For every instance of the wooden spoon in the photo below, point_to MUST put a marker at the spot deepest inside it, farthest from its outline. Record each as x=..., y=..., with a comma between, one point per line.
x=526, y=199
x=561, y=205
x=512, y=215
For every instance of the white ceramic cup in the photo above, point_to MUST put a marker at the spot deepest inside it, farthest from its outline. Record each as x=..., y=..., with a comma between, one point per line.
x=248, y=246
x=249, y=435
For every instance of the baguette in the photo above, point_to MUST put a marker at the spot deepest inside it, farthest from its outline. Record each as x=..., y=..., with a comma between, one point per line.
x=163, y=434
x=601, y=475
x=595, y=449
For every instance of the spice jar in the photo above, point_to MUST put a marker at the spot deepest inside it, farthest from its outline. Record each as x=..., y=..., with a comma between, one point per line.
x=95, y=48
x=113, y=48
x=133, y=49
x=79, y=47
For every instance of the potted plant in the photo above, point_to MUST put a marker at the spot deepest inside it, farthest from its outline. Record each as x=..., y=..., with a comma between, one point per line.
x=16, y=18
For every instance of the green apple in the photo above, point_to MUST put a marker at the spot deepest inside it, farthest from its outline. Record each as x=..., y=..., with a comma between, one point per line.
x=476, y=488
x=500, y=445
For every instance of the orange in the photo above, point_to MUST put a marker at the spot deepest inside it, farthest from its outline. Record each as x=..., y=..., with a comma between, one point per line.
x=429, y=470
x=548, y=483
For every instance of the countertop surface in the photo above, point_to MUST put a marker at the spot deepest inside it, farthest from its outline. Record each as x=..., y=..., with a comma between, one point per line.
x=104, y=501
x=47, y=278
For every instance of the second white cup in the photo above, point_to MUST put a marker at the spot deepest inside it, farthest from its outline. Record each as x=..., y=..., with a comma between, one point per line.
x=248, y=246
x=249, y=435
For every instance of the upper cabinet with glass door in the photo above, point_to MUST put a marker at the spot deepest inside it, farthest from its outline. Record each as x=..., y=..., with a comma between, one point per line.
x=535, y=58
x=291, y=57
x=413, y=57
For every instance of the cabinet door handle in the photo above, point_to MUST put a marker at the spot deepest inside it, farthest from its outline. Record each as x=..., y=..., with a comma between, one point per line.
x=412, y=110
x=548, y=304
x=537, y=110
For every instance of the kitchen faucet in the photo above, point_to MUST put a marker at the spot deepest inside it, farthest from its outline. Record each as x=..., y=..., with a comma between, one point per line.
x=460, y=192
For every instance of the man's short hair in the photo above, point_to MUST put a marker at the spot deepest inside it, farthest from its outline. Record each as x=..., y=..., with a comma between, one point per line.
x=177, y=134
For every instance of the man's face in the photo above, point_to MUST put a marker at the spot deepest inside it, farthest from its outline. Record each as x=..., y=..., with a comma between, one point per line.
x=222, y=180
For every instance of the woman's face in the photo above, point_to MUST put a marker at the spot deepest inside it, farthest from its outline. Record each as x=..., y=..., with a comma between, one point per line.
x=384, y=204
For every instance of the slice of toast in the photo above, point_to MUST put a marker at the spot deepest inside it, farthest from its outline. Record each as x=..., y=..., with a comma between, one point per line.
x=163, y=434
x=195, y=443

---*---

Reproduce all entries exactly, leaving each one whole.

For every instance of the wooden spoon in the photo below, point_to MUST put a marker at the spot deepest inside it, farthest from its outline. Record each as x=..., y=..., with a comma between, one point per line.
x=526, y=199
x=561, y=205
x=512, y=215
For every instance of the white ceramic cup in the photo above, point_to MUST put a marker at the spot deepest inside it, farthest from its outline. Record each as x=..., y=..., with a comma between, one point per line.
x=248, y=246
x=249, y=435
For every instance of the baguette in the photo above, point_to MUST put a marker at the spot deepest inside it, farthest from its outline. Record each as x=..., y=..., with a comma between, one point per line.
x=163, y=434
x=601, y=475
x=595, y=449
For every instance of the spice jar in the photo above, point_to MUST put a marker at the spot deepest inside it, farthest from its outline. Record each as x=..., y=..., with a comma between, one point per line.
x=95, y=48
x=113, y=48
x=133, y=49
x=79, y=47
For every instance of the potted plant in the photo above, point_to MUST put a marker at the spot deepest inside it, farthest from its outline. Record each as x=..., y=..., with a comma between, one point per line.
x=16, y=18
For every instance of the green apple in the photo above, point_to MUST put a marker at the spot deepest inside it, farthest from its outline. Record each as x=..., y=..., with a comma between, one point per line.
x=476, y=488
x=500, y=445
For every instance of the orange in the photo above, point_to MUST put a marker at the spot deepest inside it, farthest from its outline. Record each as x=..., y=..., with a comma between, one point per line.
x=429, y=470
x=548, y=483
For every instance of the countertop surface in the photo above, point_to MUST put a marker at the spot deepest inside it, farthest from its outline. Record each as x=..., y=..., with a comma between, one point per line.
x=104, y=501
x=47, y=278
For every instance of the second white cup in the photo above, point_to MUST put a marker at the spot deepest inside it, farthest from its outline. Record each as x=..., y=..., with a comma between, one point per line.
x=248, y=246
x=249, y=435
For every instance of the upper cabinet with glass door in the photo above, point_to MUST put a marker at the spot deepest inside it, farthest from its outline. Record each as x=..., y=..., with a comma between, one point per line.
x=535, y=58
x=291, y=57
x=413, y=57
For every instance of the cabinet door handle in the photo above, point_to MUST put a marker at the spot deepest inside it, farthest from its outline. Record each as x=..., y=..., with a comma between, one point per line.
x=412, y=110
x=548, y=304
x=537, y=110
For every instance of the kitchen faucet in the photo above, point_to MUST put a marker at the spot deepest inside it, farthest from its outline. Record each as x=..., y=..., with a comma between, one point per line.
x=460, y=192
For every instance of the man's short hair in the photo above, point_to MUST put a marker at the spot deepest inside it, farthest from its outline. Record each as x=..., y=..., with a comma between, one point per line.
x=177, y=134
For every instance of the man's face in the photo above, point_to MUST put a marker at the spot deepest inside it, farthest from its outline. Record each as x=..., y=..., with a comma between, one point per line.
x=222, y=180
For every instance of the woman's face in the photo above, point_to MUST put a marker at the spot deepest inside it, farthest from its outline. Record each as x=..., y=..., with a comma between, one point per line.
x=384, y=204
For every instance of the slice of toast in the photo above, point_to MUST put a marker at the spot deepest inside it, farthest from its outline. Record each as x=..., y=..., with a comma between, one point per line.
x=163, y=434
x=195, y=443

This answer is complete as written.